▶ _Work to be completed_
Pick up at the line with "positive clicks: (512, 56) (554, 55)". Write it out exactly, along with each later line through the end of the data, and nothing more.

═════ Exercise materials ═════

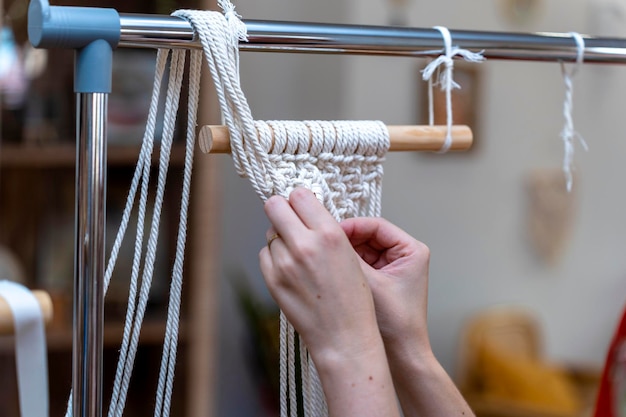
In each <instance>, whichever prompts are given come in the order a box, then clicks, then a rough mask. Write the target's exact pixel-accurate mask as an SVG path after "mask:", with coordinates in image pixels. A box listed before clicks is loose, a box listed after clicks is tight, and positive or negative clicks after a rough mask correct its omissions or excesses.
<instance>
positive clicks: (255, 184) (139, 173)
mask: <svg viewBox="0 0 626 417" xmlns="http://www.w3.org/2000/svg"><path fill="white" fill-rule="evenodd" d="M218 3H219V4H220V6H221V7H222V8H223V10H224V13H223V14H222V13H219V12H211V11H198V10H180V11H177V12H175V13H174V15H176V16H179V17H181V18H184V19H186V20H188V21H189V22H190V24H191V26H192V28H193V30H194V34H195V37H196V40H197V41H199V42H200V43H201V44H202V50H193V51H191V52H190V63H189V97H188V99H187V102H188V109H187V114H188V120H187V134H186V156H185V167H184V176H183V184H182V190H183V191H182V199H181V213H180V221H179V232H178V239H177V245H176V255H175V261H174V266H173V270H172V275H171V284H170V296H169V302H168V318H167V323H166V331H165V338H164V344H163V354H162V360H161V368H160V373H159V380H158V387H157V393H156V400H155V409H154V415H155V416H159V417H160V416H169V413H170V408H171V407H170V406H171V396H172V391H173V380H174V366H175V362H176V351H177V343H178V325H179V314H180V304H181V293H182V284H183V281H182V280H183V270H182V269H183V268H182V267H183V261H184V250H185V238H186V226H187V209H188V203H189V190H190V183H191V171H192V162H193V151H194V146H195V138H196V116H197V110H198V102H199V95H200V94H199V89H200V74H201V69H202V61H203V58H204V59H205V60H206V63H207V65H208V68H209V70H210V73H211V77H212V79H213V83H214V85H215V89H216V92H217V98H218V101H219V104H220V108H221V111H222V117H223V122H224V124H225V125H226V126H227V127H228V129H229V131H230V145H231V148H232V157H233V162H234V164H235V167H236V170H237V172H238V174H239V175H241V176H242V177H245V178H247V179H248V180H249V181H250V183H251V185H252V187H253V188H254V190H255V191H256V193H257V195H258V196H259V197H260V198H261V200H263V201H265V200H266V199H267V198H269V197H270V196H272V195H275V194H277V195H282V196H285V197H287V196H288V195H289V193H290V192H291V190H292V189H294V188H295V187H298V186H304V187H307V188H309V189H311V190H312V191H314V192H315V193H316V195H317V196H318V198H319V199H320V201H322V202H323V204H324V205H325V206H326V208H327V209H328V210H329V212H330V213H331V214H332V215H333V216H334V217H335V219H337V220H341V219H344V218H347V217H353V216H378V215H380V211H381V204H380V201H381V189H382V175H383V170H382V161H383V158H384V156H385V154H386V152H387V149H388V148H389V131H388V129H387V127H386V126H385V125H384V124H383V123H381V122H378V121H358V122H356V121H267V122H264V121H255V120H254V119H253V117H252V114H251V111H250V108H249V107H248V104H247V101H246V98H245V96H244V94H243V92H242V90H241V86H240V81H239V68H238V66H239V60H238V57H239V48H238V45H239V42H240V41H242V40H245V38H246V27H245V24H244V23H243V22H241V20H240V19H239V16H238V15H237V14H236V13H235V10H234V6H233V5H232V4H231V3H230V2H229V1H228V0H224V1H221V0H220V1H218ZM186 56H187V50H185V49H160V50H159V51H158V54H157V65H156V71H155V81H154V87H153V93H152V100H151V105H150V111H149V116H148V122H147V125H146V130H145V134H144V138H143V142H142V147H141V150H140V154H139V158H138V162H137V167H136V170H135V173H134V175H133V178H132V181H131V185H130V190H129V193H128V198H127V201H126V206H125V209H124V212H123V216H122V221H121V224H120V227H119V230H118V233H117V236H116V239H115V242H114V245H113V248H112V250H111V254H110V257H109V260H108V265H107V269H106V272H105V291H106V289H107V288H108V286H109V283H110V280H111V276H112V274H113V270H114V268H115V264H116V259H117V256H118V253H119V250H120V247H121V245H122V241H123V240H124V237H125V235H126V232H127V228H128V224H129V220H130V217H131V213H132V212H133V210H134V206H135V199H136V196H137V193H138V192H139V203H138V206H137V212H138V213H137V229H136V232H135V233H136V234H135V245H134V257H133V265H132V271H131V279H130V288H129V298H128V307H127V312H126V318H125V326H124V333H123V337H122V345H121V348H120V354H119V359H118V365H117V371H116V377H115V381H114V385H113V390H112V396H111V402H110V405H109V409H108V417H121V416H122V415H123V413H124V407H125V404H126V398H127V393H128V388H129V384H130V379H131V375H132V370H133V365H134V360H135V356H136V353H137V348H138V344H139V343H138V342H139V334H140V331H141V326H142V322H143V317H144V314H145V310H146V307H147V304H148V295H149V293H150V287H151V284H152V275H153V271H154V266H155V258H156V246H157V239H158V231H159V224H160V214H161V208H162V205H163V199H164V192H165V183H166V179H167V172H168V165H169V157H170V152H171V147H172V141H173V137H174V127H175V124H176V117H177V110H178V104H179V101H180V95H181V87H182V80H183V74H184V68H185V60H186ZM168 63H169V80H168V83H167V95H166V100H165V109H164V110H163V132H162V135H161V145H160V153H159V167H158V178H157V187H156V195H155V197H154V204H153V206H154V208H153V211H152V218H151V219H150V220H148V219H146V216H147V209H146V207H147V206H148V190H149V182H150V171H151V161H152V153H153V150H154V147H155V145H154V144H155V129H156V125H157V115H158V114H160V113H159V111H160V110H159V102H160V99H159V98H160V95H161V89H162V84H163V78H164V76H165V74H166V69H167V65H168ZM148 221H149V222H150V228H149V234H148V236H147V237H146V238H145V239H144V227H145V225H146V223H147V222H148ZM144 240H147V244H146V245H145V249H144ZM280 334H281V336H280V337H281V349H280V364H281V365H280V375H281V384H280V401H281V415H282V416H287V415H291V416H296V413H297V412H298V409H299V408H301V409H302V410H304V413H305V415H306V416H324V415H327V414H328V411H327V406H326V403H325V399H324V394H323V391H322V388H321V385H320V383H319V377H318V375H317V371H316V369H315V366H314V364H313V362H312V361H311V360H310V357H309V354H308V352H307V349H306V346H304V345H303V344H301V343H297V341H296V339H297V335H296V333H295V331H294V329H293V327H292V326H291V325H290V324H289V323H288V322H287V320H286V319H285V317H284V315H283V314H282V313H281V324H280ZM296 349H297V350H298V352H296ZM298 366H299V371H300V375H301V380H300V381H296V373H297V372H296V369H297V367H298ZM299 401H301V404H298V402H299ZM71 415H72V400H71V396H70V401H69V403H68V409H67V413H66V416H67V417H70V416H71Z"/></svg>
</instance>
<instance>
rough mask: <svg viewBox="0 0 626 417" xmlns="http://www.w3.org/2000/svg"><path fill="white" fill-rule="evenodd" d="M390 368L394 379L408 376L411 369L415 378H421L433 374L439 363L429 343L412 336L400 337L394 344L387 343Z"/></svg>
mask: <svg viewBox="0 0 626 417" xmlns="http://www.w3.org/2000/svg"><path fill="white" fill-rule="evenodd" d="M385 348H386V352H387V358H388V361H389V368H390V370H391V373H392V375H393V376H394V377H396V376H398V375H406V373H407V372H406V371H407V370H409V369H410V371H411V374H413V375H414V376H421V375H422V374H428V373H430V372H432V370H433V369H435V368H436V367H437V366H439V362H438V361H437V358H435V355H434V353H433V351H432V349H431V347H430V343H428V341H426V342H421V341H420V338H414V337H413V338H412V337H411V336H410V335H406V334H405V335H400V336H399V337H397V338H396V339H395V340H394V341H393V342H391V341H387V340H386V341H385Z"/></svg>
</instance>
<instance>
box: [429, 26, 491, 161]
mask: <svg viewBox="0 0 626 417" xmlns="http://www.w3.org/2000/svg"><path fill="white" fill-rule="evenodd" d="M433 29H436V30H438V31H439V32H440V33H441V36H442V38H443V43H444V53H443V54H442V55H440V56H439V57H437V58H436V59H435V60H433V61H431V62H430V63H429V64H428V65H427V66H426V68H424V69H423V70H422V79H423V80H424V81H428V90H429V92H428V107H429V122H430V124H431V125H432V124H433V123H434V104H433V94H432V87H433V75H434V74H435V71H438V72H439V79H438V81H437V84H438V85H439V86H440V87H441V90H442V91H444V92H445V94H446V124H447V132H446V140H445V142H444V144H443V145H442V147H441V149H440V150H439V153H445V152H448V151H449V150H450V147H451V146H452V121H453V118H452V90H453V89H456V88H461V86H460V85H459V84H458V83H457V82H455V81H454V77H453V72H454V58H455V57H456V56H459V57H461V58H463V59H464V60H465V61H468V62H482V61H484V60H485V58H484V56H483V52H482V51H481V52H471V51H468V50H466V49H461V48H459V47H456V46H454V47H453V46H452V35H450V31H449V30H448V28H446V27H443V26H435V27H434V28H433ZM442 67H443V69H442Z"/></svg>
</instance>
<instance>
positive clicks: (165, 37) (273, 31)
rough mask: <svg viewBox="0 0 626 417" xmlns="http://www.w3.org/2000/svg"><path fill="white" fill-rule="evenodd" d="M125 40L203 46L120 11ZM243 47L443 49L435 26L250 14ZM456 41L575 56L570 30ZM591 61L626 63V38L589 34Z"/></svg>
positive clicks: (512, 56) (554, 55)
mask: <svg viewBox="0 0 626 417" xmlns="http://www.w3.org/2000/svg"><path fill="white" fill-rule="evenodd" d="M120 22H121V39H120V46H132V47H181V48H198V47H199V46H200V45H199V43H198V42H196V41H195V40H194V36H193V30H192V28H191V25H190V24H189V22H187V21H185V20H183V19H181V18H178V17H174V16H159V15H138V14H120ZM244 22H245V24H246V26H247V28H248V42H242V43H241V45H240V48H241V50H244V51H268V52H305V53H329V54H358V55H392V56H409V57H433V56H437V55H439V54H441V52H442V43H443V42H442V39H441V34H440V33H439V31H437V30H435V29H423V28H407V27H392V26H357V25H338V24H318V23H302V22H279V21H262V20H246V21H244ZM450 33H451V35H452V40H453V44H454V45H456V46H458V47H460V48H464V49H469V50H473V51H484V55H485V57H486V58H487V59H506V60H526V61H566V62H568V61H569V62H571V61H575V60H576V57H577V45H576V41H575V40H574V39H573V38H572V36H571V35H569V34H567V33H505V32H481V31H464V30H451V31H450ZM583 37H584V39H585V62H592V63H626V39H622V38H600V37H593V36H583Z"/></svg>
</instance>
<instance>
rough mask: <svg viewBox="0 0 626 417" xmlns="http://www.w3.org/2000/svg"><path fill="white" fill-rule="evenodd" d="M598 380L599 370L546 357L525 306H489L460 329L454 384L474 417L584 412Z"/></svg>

═════

▶ _Result for this exercise_
positive clicks: (512, 56) (554, 55)
mask: <svg viewBox="0 0 626 417" xmlns="http://www.w3.org/2000/svg"><path fill="white" fill-rule="evenodd" d="M120 22H121V39H120V46H132V47H181V48H198V47H199V46H200V45H199V43H198V42H196V41H195V40H194V36H193V30H192V28H191V25H190V24H189V22H187V21H185V20H183V19H181V18H178V17H174V16H159V15H138V14H120ZM244 22H245V24H246V26H247V28H248V42H242V43H241V45H240V48H241V50H244V51H268V52H305V53H329V54H358V55H392V56H409V57H433V56H437V55H439V54H441V52H442V43H443V42H442V39H441V34H440V33H439V31H437V30H435V29H423V28H407V27H392V26H357V25H338V24H318V23H302V22H279V21H262V20H246V21H244ZM450 33H451V35H452V40H453V44H454V45H456V46H458V47H460V48H464V49H469V50H473V51H484V55H485V57H486V58H487V59H506V60H526V61H566V62H568V61H569V62H571V61H575V60H576V57H577V45H576V41H575V40H574V39H573V38H572V36H571V35H569V34H567V33H505V32H481V31H464V30H451V31H450ZM583 37H584V39H585V62H592V63H626V39H622V38H600V37H593V36H583Z"/></svg>
</instance>
<instance>
rough mask: <svg viewBox="0 0 626 417" xmlns="http://www.w3.org/2000/svg"><path fill="white" fill-rule="evenodd" d="M598 380L599 370L546 357L525 306H489L460 329L454 384L474 417L584 412Z"/></svg>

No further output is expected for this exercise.